» **What is being asked**: Counting the line with "Where can the jacket" as the last one, copy out the lines of the data exactly from the first onward.

───── Source data ─────

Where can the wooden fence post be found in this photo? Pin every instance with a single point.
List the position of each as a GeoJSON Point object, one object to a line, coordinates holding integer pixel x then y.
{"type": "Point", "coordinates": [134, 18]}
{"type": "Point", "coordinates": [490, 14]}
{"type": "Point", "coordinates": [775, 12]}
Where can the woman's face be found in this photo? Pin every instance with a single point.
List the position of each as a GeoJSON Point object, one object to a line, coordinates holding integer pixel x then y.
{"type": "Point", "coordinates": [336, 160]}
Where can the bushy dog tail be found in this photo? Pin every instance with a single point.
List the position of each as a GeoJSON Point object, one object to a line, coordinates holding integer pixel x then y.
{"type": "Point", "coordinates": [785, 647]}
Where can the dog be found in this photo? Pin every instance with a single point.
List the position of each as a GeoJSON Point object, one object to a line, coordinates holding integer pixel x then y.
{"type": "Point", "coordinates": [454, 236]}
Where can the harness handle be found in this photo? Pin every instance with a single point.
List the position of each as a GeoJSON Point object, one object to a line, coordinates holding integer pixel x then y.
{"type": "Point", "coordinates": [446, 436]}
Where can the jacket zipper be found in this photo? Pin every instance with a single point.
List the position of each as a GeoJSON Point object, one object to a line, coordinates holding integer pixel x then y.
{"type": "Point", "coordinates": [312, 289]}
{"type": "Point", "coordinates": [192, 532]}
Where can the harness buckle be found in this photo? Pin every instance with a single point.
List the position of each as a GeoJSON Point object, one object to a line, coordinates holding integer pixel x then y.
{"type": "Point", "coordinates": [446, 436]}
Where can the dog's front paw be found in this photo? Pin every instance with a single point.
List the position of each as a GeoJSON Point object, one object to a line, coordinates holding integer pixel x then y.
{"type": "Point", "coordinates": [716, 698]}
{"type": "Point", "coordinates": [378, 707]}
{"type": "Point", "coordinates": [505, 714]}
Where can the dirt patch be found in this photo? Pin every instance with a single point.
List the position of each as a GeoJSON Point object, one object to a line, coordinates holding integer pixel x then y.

─────

» **Task output**:
Where can the wooden fence post be found in this photo? Pin every instance with a single point.
List the position of each as a GeoJSON Point object, one object to a line, coordinates holding integer pixel x then y.
{"type": "Point", "coordinates": [134, 18]}
{"type": "Point", "coordinates": [490, 14]}
{"type": "Point", "coordinates": [775, 12]}
Where can the woman's face be found in this photo? Pin every instance with a single point.
List the position of each as a GeoJSON Point object, one object to a line, coordinates holding integer pixel x then y.
{"type": "Point", "coordinates": [336, 160]}
Where can the bushy dog tail be found in this photo? Pin every instance with a single point.
List the position of each as a GeoJSON Point object, one object to a line, coordinates holding integer pixel x then y.
{"type": "Point", "coordinates": [785, 647]}
Where can the dog be found in this photo? Pin every instance with a single point.
List the position of each as a GeoJSON Point object, one object to a line, coordinates holding integer pixel x then y.
{"type": "Point", "coordinates": [454, 236]}
Where can the harness handle be found in this photo? Pin every instance with a single point.
List the position of each as a GeoJSON Point object, one object to a line, coordinates holding integer pixel x then y.
{"type": "Point", "coordinates": [446, 436]}
Where can the jacket zipper be found in this photo? Pin every instance with a single point.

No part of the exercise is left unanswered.